WHAT TO DO »
1) Copy word for word the part of the blog post about beads and leather quilting that begins at the words "The trouble with" and stops after "the best deals.".
2) Pick up the blog post about beads and leather quilting where it stops and write what comes next.

SUPPLIED PASSAGE »
The trouble with browsing on Ebay is that it is easy to waste an awful lot of time doing "research" while finding the best sites for gems or beads. I also became extremely distracted looking at handmade glass lampwork beads on Etsy and I started to build up quite a collection of inexpensive and not-so-cheap beads for my Houston Chamilia/Trollbead bracelet. My excuse was that I was actually choosing beads to add to the Pandora bracelet that I have bought Freya for her birthday but virtual shopping for bead-charms was becoming my latest addiction. I told myself that this was perfectly justifiable since I have not been drinking wine in recent weeks as part of a mini health kick! Fenella has informed me that she would also like a bracelet like mine so it looks like I may have to spend a little more time searching for the best deals.
In addition to a day in the classroom, I helped a beginner quilter to apply binding to a cub-scout banner, sewed yet more gemstones onto the white leather goatskin, and I did some utility quilting on a gingerbread man patchwork throw for a customer.
I confounded the local pharmacist again with an unusual request for lanolin cream or neatsfoot oil which I wanted to use for rehydrating the battered old leather that Mo stripped from some ancient armchairs. I did not want to drive all the way over to the feed merchant and horse tack shop so I improvised with French olive-oil soap and rapeseed oil. I really want to maintain the very worn look of the old leather but I am concerned that it will all crack up if I try quilting it when it is so dry. I daresay I may have to quilt a test piece to see what happens.

DATASET EXCERPT »

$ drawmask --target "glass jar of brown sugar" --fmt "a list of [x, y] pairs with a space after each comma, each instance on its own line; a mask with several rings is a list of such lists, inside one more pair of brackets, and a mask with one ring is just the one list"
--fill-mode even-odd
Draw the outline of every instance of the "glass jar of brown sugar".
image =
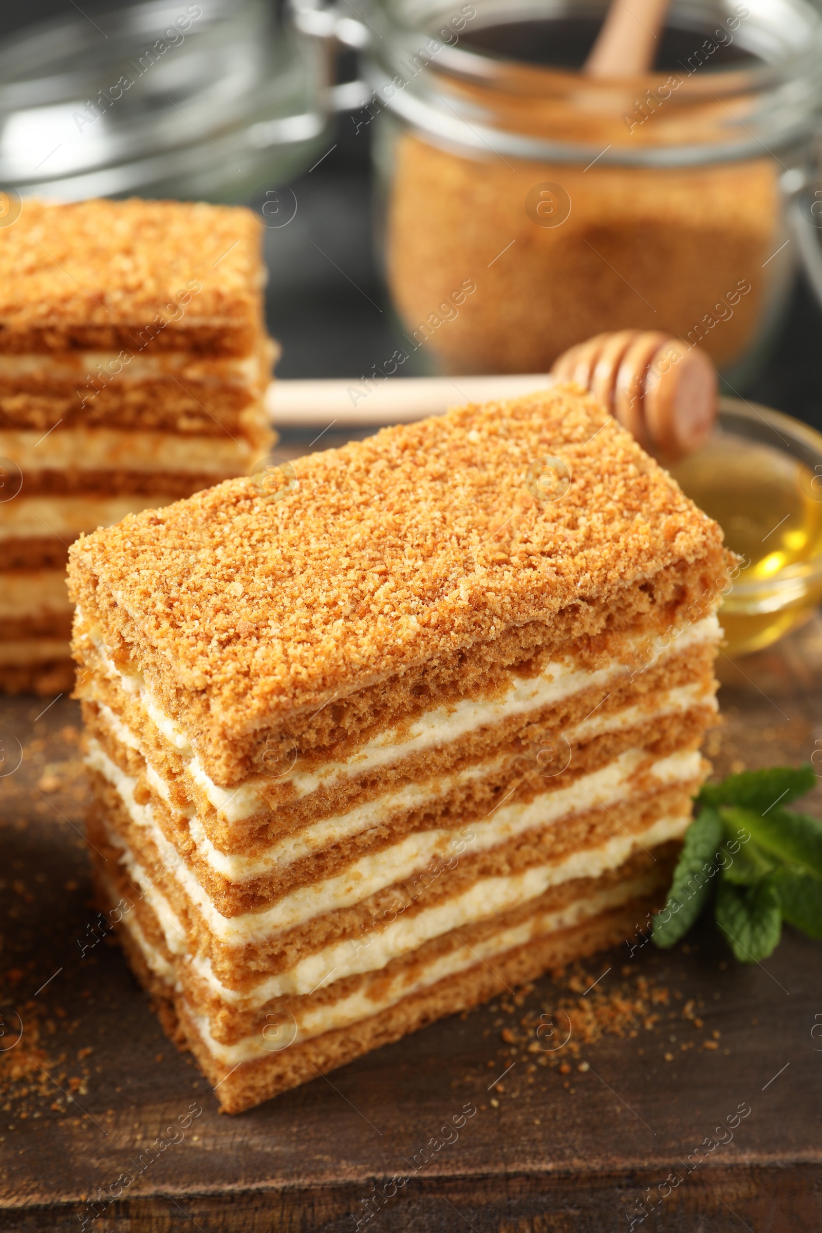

EXPECTED OUTPUTS »
1)
The trouble with browsing on Ebay is that it is easy to waste an awful lot of time doing "research" while finding the best sites for gems or beads. I also became extremely distracted looking at handmade glass lampwork beads on Etsy and I started to build up quite a collection of inexpensive and not-so-cheap beads for my Houston Chamilia/Trollbead bracelet. My excuse was that I was actually choosing beads to add to the Pandora bracelet that I have bought Freya for her birthday but virtual shopping for bead-charms was becoming my latest addiction. I told myself that this was perfectly justifiable since I have not been drinking wine in recent weeks as part of a mini health kick! Fenella has informed me that she would also like a bracelet like mine so it looks like I may have to spend a little more time searching for the best deals.

2)
I finished quilting the Norse birds onto the soft deerskin hide and posted a picture on Facebook. I was thrilled when one of my quilting heroes, Karen McTavish, commented that she thought it was "Glorious!" I have decided that it definitely will not become part of the tree/totem series as I have concluded that they should all feature circles that can be surrounded with gems or other interesting beads.
I worked on some skinny curved piecing over the weekend as I want the "totem" to look a little like birch bark but using the same colours as the gems. There was a time when I would never had dared to try such a radical aspect of patchwork but I figured out my own way of doing it and I am quite excited by what I have planned.
I balked at Mo's suggestion of making 7 such pieces since that is a magical number but I am very tempted by the notion of making 12 - one for every month of the year. I have not even finished the first one yet and I can picture myself being consumed by a new major series. I am already trying to talk myself out of creating something new for the inaugural British Quilt & Stitch Village Show in Uttoxeter at the end of April. Surely I must have something already finished that could be suitable?